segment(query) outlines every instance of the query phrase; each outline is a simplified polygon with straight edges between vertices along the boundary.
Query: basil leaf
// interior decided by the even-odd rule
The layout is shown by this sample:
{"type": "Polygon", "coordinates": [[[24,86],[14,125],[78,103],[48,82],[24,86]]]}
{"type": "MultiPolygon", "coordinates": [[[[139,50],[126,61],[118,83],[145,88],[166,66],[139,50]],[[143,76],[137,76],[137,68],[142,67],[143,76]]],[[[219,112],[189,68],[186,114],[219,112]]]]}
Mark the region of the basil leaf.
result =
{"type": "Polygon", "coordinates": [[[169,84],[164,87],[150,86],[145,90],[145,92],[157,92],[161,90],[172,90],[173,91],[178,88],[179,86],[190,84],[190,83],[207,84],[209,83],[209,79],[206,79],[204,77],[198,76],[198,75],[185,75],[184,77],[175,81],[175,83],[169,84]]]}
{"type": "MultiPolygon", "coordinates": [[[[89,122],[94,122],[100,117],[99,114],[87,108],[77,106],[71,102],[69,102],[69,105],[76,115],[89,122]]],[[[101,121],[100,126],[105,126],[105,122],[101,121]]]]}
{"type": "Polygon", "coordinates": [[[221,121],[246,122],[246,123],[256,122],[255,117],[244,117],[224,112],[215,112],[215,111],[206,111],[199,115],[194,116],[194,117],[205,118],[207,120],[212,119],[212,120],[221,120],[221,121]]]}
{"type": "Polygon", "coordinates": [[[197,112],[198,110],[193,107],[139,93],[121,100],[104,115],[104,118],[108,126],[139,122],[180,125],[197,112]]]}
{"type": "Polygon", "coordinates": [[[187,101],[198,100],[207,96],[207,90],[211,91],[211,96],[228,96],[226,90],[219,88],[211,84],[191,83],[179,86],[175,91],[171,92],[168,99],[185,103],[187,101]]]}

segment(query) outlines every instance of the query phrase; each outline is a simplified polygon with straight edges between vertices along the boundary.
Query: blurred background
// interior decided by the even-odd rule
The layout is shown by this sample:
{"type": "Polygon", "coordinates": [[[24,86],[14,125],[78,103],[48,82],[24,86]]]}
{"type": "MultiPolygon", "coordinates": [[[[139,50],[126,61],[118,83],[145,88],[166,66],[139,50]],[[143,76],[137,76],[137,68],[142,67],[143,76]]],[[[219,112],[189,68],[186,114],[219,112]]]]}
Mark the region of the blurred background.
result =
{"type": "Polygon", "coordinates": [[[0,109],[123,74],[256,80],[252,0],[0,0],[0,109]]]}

^^^^

TASK GOAL: Render all of the lines above as a Markdown table with the columns Row and Line, numbering each row and skipping blank lines.

EXERCISE RESPONSE:
| Row | Line |
|---|---|
| 1 | segment(query) outlines every instance of the query phrase; each outline is a simplified polygon with straight edges between vertices along the boundary. |
| 2 | Query: basil leaf |
| 3 | // interior decided by the even-odd rule |
| 4 | The layout is shown by this sample: |
| 5 | {"type": "Polygon", "coordinates": [[[24,86],[14,125],[78,103],[48,82],[24,86]]]} |
| 6 | {"type": "MultiPolygon", "coordinates": [[[[139,50],[126,61],[118,83],[145,88],[166,66],[139,50]],[[143,76],[137,76],[137,68],[142,67],[143,76]]],[[[219,112],[189,68],[186,114],[219,112]]]]} |
| 7 | Mark the region of the basil leaf. |
| 8 | result = |
| 9 | {"type": "Polygon", "coordinates": [[[169,84],[164,87],[150,86],[145,90],[145,92],[157,92],[161,90],[172,90],[173,91],[178,88],[179,86],[190,84],[190,83],[207,84],[209,83],[209,79],[206,79],[204,77],[198,76],[198,75],[185,75],[184,77],[175,81],[175,83],[169,84]]]} |
| 10 | {"type": "MultiPolygon", "coordinates": [[[[89,122],[94,122],[100,117],[99,114],[87,108],[77,106],[71,102],[69,102],[69,105],[76,115],[89,122]]],[[[101,121],[100,126],[105,126],[105,122],[101,121]]]]} |
| 11 | {"type": "Polygon", "coordinates": [[[221,121],[246,122],[246,123],[256,122],[255,117],[244,117],[224,112],[215,112],[215,111],[206,111],[199,115],[194,116],[194,117],[205,118],[207,120],[212,119],[212,120],[221,120],[221,121]]]} |
| 12 | {"type": "Polygon", "coordinates": [[[197,112],[198,110],[193,107],[139,93],[121,100],[104,115],[104,118],[108,126],[139,122],[180,125],[197,112]]]} |
| 13 | {"type": "Polygon", "coordinates": [[[187,101],[198,100],[207,96],[207,90],[211,91],[211,96],[228,96],[226,90],[219,88],[211,84],[191,83],[179,86],[175,91],[171,92],[168,99],[185,103],[187,101]]]} |
| 14 | segment(query) outlines every instance of the query phrase; each outline is a simplified polygon with straight edges between vertices along the boundary. |
| 15 | Query: blurred background |
| 16 | // interior decided by the even-odd rule |
| 17 | The layout is shown by this sample: |
| 18 | {"type": "Polygon", "coordinates": [[[24,86],[14,125],[78,103],[48,82],[24,86]]]} |
| 19 | {"type": "MultiPolygon", "coordinates": [[[[139,50],[126,61],[118,83],[145,88],[166,66],[139,50]],[[143,76],[137,76],[137,68],[142,67],[143,76]]],[[[219,112],[189,68],[186,114],[219,112]]]]} |
| 20 | Mark the region of the blurred background. |
| 21 | result = |
| 22 | {"type": "Polygon", "coordinates": [[[0,109],[123,74],[256,80],[252,0],[0,0],[0,109]]]} |